→ **Exercise brief**:
The requested output is every line from the one with "x=246, y=366" through the last line below, printed exactly.

→ **Dataset records**:
━━━━━━
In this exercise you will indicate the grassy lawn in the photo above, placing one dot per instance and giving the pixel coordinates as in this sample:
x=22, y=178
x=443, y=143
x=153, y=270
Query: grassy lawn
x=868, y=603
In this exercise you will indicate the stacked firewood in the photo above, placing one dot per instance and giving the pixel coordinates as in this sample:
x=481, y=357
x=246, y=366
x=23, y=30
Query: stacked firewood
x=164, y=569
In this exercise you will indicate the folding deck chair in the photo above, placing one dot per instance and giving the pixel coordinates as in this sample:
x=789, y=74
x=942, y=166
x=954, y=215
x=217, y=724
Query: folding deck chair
━━━━━━
→ **Response**:
x=246, y=366
x=23, y=30
Query: stacked firewood
x=164, y=569
In this exercise you will indicate the folding deck chair in the photo above, placing one dot per instance and giving the pixel coordinates as in this sample:
x=789, y=74
x=942, y=166
x=954, y=215
x=217, y=724
Query: folding deck chair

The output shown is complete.